### EXERCISE PROMPT
When you reach the listing, restate it word for word, leaving nothing out.

Segment Start: ENTRIES SUPPLIED

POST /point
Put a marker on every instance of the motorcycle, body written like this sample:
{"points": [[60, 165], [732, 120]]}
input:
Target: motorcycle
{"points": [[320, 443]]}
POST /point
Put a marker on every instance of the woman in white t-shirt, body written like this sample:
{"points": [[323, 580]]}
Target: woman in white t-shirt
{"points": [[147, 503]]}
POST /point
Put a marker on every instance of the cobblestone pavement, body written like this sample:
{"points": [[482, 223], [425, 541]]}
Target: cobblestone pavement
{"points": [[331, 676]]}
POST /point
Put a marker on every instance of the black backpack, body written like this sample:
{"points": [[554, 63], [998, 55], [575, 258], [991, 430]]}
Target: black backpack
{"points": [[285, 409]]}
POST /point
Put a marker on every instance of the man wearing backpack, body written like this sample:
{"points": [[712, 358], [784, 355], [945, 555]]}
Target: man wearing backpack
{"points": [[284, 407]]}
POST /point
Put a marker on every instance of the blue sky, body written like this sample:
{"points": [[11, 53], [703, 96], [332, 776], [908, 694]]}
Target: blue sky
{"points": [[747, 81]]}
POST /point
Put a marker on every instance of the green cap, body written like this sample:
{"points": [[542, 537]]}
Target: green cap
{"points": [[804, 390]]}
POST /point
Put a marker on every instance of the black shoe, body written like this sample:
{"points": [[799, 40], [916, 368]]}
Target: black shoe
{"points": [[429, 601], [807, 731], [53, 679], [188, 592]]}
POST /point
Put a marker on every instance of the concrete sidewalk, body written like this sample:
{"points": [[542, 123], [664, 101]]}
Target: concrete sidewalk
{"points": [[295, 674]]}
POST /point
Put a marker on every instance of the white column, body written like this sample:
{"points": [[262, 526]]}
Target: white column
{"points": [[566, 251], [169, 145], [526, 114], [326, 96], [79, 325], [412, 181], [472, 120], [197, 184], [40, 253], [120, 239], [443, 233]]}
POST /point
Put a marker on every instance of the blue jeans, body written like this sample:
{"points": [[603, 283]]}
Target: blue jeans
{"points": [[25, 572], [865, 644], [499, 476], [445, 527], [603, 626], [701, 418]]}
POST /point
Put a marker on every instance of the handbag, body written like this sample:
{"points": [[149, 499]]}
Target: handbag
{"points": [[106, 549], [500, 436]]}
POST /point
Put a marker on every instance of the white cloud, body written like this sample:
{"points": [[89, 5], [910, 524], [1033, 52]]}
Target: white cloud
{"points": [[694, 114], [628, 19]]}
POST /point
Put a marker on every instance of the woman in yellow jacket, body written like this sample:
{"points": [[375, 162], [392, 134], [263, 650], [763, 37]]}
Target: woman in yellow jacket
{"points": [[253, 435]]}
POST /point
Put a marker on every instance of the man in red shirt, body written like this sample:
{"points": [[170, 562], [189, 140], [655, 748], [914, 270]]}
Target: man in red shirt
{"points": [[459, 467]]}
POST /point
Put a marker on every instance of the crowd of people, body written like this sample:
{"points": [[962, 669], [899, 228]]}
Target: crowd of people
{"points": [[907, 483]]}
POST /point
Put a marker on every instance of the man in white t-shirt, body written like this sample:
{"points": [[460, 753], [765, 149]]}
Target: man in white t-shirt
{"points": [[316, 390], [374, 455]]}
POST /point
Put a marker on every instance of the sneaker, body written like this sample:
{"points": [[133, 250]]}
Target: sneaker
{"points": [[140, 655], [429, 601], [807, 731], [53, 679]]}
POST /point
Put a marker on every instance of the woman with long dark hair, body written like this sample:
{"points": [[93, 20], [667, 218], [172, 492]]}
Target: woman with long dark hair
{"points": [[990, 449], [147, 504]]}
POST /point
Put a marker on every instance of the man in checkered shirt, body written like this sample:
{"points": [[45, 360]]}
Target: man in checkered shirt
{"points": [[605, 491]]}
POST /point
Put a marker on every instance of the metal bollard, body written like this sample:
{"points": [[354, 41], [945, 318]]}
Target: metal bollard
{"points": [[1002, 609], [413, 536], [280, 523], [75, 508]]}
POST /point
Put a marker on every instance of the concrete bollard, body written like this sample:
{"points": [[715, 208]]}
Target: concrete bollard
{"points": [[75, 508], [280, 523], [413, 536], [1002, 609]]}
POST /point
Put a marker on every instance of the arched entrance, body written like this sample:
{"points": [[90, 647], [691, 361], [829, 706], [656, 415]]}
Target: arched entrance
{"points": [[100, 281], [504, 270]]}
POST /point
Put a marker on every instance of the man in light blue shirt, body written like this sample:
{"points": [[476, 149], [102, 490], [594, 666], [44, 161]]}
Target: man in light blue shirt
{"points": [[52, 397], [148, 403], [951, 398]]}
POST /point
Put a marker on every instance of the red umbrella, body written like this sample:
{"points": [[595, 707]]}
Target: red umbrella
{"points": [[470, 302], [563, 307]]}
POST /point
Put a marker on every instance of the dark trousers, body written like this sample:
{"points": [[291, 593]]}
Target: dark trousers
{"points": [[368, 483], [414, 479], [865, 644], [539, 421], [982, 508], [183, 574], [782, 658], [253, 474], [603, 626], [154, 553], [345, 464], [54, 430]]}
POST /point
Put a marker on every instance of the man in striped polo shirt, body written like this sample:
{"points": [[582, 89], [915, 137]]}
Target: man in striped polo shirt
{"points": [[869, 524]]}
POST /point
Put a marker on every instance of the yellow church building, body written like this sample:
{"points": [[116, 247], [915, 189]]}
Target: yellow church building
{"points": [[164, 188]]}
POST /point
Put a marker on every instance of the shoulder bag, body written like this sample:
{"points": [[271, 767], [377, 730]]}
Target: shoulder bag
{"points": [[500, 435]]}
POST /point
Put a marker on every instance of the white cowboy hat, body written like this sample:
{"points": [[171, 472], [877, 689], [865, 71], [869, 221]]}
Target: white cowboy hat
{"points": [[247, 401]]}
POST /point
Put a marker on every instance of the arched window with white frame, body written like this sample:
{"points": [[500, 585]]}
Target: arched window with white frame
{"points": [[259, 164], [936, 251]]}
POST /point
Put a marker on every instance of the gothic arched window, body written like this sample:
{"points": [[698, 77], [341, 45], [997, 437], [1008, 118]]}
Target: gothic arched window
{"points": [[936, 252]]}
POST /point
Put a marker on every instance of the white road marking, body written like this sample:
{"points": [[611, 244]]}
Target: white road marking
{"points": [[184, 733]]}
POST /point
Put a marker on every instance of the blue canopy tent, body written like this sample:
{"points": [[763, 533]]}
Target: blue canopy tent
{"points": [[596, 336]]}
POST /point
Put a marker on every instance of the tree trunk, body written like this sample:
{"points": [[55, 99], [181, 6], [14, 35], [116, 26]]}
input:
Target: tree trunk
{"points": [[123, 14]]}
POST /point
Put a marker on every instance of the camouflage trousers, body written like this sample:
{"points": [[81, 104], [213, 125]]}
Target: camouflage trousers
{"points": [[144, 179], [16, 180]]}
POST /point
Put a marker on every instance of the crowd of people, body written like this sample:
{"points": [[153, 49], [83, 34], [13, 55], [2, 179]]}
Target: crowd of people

Segment End: ENTRIES SUPPLIED

### TASK ANSWER
POST /point
Put a marker on every instance of the motorcycle, body written like this sample:
{"points": [[60, 165], [732, 120]]}
input:
Target: motorcycle
{"points": [[320, 443]]}
POST /point
Put a marker on every instance of the woman in white t-shirt, body written like this sample:
{"points": [[323, 580]]}
Target: woman in white t-shirt
{"points": [[147, 503]]}
POST /point
Put a marker on every instance of the cobblestone pavement, body written like this sample:
{"points": [[482, 223], [425, 541]]}
Target: cobblestone pavement
{"points": [[331, 676]]}
POST /point
Put a marker on every instance of the black backpack, body written like this sample:
{"points": [[554, 63], [998, 55], [575, 258], [991, 430]]}
Target: black backpack
{"points": [[285, 409]]}
POST /point
Put a marker on every instance of the man wearing backpack, body written like this sample:
{"points": [[712, 358], [784, 355], [945, 555]]}
Target: man wearing backpack
{"points": [[284, 407]]}
POST /point
Put a marker on every instance of the blue sky, body written like this sample:
{"points": [[11, 53], [703, 96], [332, 776], [908, 694]]}
Target: blue sky
{"points": [[747, 81]]}
POST /point
Put a marker on every instance of the green cap, body written like this sample:
{"points": [[542, 537]]}
Target: green cap
{"points": [[804, 390]]}
POST /point
Put a marker on every instance of the black shoe, body written like this sample:
{"points": [[799, 40], [916, 368]]}
Target: black shoe
{"points": [[429, 601], [807, 731], [53, 679], [188, 592]]}
POST /point
Put a marker on every instance of the concrete sidewalk, body written like this sample:
{"points": [[542, 123], [664, 101]]}
Target: concrete sidewalk
{"points": [[295, 674]]}
POST /point
Put a marker on every instance of the white column, body written like this sample:
{"points": [[262, 526]]}
Target: white column
{"points": [[566, 251], [169, 145], [526, 114], [326, 96], [79, 325], [412, 181], [472, 120], [197, 184], [40, 253], [120, 239], [443, 233]]}
POST /point
Put a marker on every instance of the blue jeans, body written like this sample:
{"points": [[603, 283]]}
Target: blue jeans
{"points": [[25, 572], [865, 644], [499, 476], [445, 527], [603, 626], [701, 418]]}
POST /point
Put a marker on every instance of the handbag, body written like this sample:
{"points": [[149, 499]]}
Target: handbag
{"points": [[106, 549], [500, 436]]}
POST /point
Put a marker on every instance of the white cloud, body written like this sample:
{"points": [[89, 5], [910, 524], [1033, 52]]}
Target: white cloud
{"points": [[694, 114], [628, 19]]}
POST /point
Put a marker on every instance of the woman in yellow jacket, body written like this sample:
{"points": [[375, 162], [392, 134], [263, 650], [763, 37]]}
Target: woman in yellow jacket
{"points": [[253, 435]]}
POST /point
Put a marker on every instance of the man in red shirt, body written like this sample:
{"points": [[170, 562], [189, 140], [655, 748], [914, 270]]}
Target: man in red shirt
{"points": [[459, 467]]}
POST /point
Put a marker on every instance of the crowd of people, body written like this sample:
{"points": [[962, 669], [899, 228]]}
Target: crowd of people
{"points": [[907, 483]]}
POST /point
Put a marker on every instance of the man in white t-shirt, body written like this sample:
{"points": [[460, 753], [765, 149]]}
Target: man in white t-shirt
{"points": [[316, 390], [374, 455]]}
POST /point
Put a marker on every instance of the sneaker, body written like this sample:
{"points": [[133, 250]]}
Target: sneaker
{"points": [[140, 655], [429, 601], [807, 731], [53, 679]]}
POST /point
Put a marker on every instance of the woman with long dark hair, body written like this sample:
{"points": [[93, 20], [667, 218], [172, 492]]}
Target: woman with long dark hair
{"points": [[990, 449], [147, 504]]}
POST /point
Put a marker on every instance of the man in checkered shirt, body written like this sample:
{"points": [[45, 360]]}
Target: man in checkered shirt
{"points": [[605, 491]]}
POST /point
Put a marker on every instance of the metal bollard, body written like this sample:
{"points": [[354, 41], [945, 318]]}
Target: metal bollard
{"points": [[1002, 609], [413, 536], [280, 523], [75, 508]]}
POST /point
Put a marker on every instance of the concrete bollard, body written like this sample:
{"points": [[715, 208]]}
Target: concrete bollard
{"points": [[75, 508], [280, 523], [413, 536], [1002, 609]]}
POST /point
Put a marker on every instance of the arched entrance, body written like this sample:
{"points": [[90, 647], [691, 361], [829, 706], [656, 415]]}
Target: arched entrance
{"points": [[100, 281], [504, 270]]}
POST /point
Put a marker on every instance of the man in light blue shirt, body written like this sample:
{"points": [[476, 149], [102, 490], [594, 666], [44, 161]]}
Target: man in light blue shirt
{"points": [[52, 397], [148, 403], [951, 398]]}
POST /point
Put a marker on every instance of the red umbrella, body written like this sample:
{"points": [[595, 707]]}
Target: red umbrella
{"points": [[470, 302], [563, 307]]}
POST /point
Put a marker on every instance of the dark trousers, body written like this sample:
{"points": [[291, 593]]}
Target: dark trousers
{"points": [[368, 483], [414, 479], [865, 644], [539, 421], [982, 508], [183, 574], [782, 658], [253, 474], [603, 626], [154, 553], [345, 464], [54, 430]]}
POST /point
Put a marker on every instance of the man in striped polo shirt, body written like this sample:
{"points": [[582, 89], [915, 137]]}
Target: man in striped polo shirt
{"points": [[869, 524]]}
POST /point
Put a marker on every instance of the yellow church building, body written like this sample:
{"points": [[116, 247], [915, 189]]}
Target: yellow church building
{"points": [[164, 188]]}
POST /point
Put a marker on every instance of the shoulder bag, body written like this sample:
{"points": [[271, 767], [377, 730]]}
Target: shoulder bag
{"points": [[500, 435]]}
POST /point
Put a marker on every instance of the white cowboy hat, body written like this sample:
{"points": [[171, 472], [877, 689], [865, 71], [869, 221]]}
Target: white cowboy hat
{"points": [[247, 401]]}
POST /point
Put a marker on every instance of the arched window with white frame, body written like this sample:
{"points": [[500, 585]]}
Target: arched window with white frame
{"points": [[259, 164], [936, 251]]}
POST /point
Put a marker on every instance of the gothic arched window, body written like this sample:
{"points": [[698, 77], [341, 45], [997, 437], [1008, 118]]}
Target: gothic arched window
{"points": [[936, 252]]}
POST /point
Put a marker on every instance of the white road marking, body written like this sample:
{"points": [[611, 244]]}
Target: white road marking
{"points": [[184, 733]]}
POST /point
Put a marker on every instance of the blue canopy tent, body written like this sample:
{"points": [[763, 533]]}
Target: blue canopy tent
{"points": [[596, 336]]}
POST /point
Put a marker on every instance of the tree trunk, body written like this sample:
{"points": [[55, 99], [181, 6], [14, 35], [116, 26]]}
input:
Target: tree trunk
{"points": [[123, 14]]}
POST /point
Put a marker on every instance of the camouflage trousers, body written like this sample:
{"points": [[81, 104], [213, 125]]}
Target: camouflage trousers
{"points": [[144, 179], [16, 180]]}
POST /point
Put a marker on every instance of the crowd of people, body written like this sample:
{"points": [[153, 49], [83, 34], [13, 55], [2, 179]]}
Target: crowd of people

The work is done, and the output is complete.